== ЧТО ТРЕБУЕТСЯ ==
Напишите продолжение текста о дорожных вещах во время поездок по Франции, начав сразу после его последнего предложения.

== ВЫБРАННЫЙ ТЕКСТ ==
О таких путешествиях я ничего не знаю. В те два семестра, что я провела на стажировках во французских университетах, я носилась от Нормандии до Альп в сопровождении чемоданов, рюкзаков и даже зонтика по имени Франсуа. И поскольку большую часть поездок я проделала в одиночку, то именно эти вещи пережили вместе со мной массу восхитительных и позорных, возвышенных и дурацких происшествий.
Я с удовольствием предоставила бы им слово, если бы не боялась, что за все пережитое они покроют меня трехэтажной бранью.
Итак, мне придется пересказать все самостоятельно.
1. Чемодан
Наверное, каждый путешественник знает, что такое бочка Дианад. В свое время несчастные гречанки Данаиды были обречены вечно лить воду в бочку, которая чудесным образом опустошалась сама собой. Эффект же Дианад – то есть Данаид наоборот – проявляется, когда ты, собираясь в дорогу, скрепя сердце вытаскиваешь из чемодана очередную вещь, а он с каждым разом вмещает в себя все меньше и меньше.
Во время пребывания во Франции мой чемодан, судя по всему, сел на диету и решительно отказался вмещать даже часть тех вещей, которые я в нем привезла. Не помогли ни увещевания, ни расстегнутая потайная молния, призванная увеличить его объем, – чемодан успокоился и согласился пойти на переговоры лишь после того, как в него поместили бутылку нормандского сидра, бережно завернутую в колготки.
Определенно, за шесть лет его характер испортился. Еще в 2016 году я почти случайно купила модный красный чемодан в Петербурге – тогда мне срочно нужно было перевезти домой припасенные на полгода вещи, в том числе восьмисотстраничную книгу «Старый Петербург» (что вы хотите, я ведь ехала поступать на филфак!). В то далекое время мой чемодан еще воспринимал такие авантюры с энтузиазмом, но теперь, отгремев десятки километров по брусчатке французских centre-ville[1], он скрипел выдвижной ручкой и прихрамывал на одно колесо даже на ровном асфальте.
Расставаться со старичком было жаль, да и покупка нового чемодана влетела бы мне в копеечку. А ведь нас с ним ожидало настоящее приключение: нам нужно было выехать из канского[2] общежития в Париж, а через пару дней отправиться домой через Хельсинки. В конце концов я пошла на компромисс и отправила часть вещей посылкой, а еще часть решила раздать другим студентам.
Если ты не Диоген, то за четыре месяца проживания в общежитии ты незаметно обзаведешься целым хозяйством – чайником, пледом, постельными принадлежностями и прочими жизненно необходимыми вещами вроде диско-шара. (Я не преувеличиваю: первым, что я увидела при заезде в общежитие, был висящий под потолком одинокий диско-шар; правда, это было не в Кане, а в Петербурге!) Что-то из этого я упаковала в посылку, что-то отнесла в общий шкаф на первом этаже. И шкаф не подвел: едва я положила туда одеяло и подушку и отошла на пару минут, их немедленно и след простыл – не иначе как перенеслись в Нарнию отогревать ее обитателей от вечной зимы.

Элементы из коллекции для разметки

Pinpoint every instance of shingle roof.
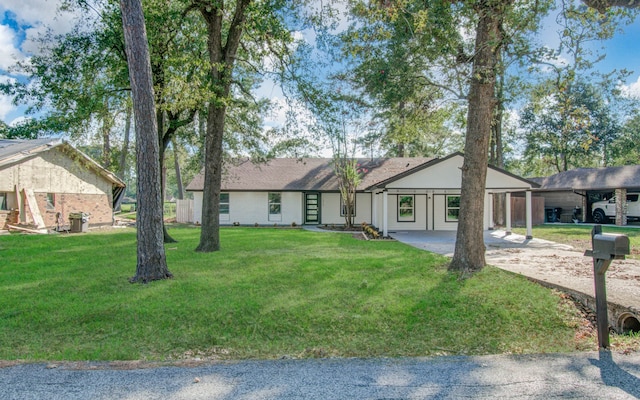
[0,138,62,161]
[0,138,125,187]
[532,165,640,190]
[187,157,433,191]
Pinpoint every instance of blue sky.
[0,0,640,128]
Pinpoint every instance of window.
[47,193,56,210]
[445,196,460,222]
[340,195,356,217]
[269,193,282,219]
[220,193,229,215]
[398,195,415,222]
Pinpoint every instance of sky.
[0,0,640,130]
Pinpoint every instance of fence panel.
[176,199,193,224]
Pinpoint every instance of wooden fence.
[176,199,193,224]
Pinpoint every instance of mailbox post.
[584,225,630,349]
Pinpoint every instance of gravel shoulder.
[486,231,640,310]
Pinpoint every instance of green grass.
[0,228,595,360]
[513,224,640,259]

== ИТОГ УПРАЖНЕНИЯ ==
Наконец, собрав в отдельный пакет соусы, приправы и крупы, которые мне не хотелось выбрасывать, я позвонила своей подруге из Польши, жившей в том же общежитии. Она должна была выезжать вместе со мной, но заболела в самый разгар сессии и осталась на пересдачу.
– Хорошо, я все это заберу, – согласилась Богумила, – но тогда и ты, пожалуйста, тоже возьми кое-что на память.
Я радостно согласилась (еще бы, такая возможность освободить руки!) и немедленно побежала на два этажа вверх.
На пороге комнаты Богумилы у меня потемнело в глазах: подруга радостно протягивала мне пакет еще большего размера. Внутри оказались коробки с печеньями макарон, россыпь шоколадных пасхальных яиц и какие-то конфеты с нечитаемыми польскими надписями. Вершиной всего был огромный постер с образцом нормандского юмора: на нем была карта Франции, где над всей страной шел дождь и только над Каном и Руаном оптимистично сияло солнце.
Обидеть Богумилу и отказаться от подарка я бы не посмела, хотя чемодан при виде всего этого безобразия немедленно издал угрожающий скрип. Так я, словно в мечтах восьмилетней девочки, отправилась в Париж с чемоданом, рюкзаком, сумкой и огромным пакетом сладостей…
Следующие два дня чемодан спокойно почивал под столом в парижской гостинице, готовясь к трансферу в аэропорт. На этот раз я решила сэкономить и не вылетать из знаменитого Шарль-де-Голля (билеты из него стоили от ста евро), а купить билет на бюджетный рейс из небольшого аэропорта Бове. Только через некоторое время мне пришло в голову проверить, как же туда добираться. Выяснилось, что аэропорт расположен в семидесяти километрах от Парижа, гораздо ближе к городу Амьен[3], но даже с учетом доплаты за трансфер и багаж билет оттуда оказался существенно дешевле.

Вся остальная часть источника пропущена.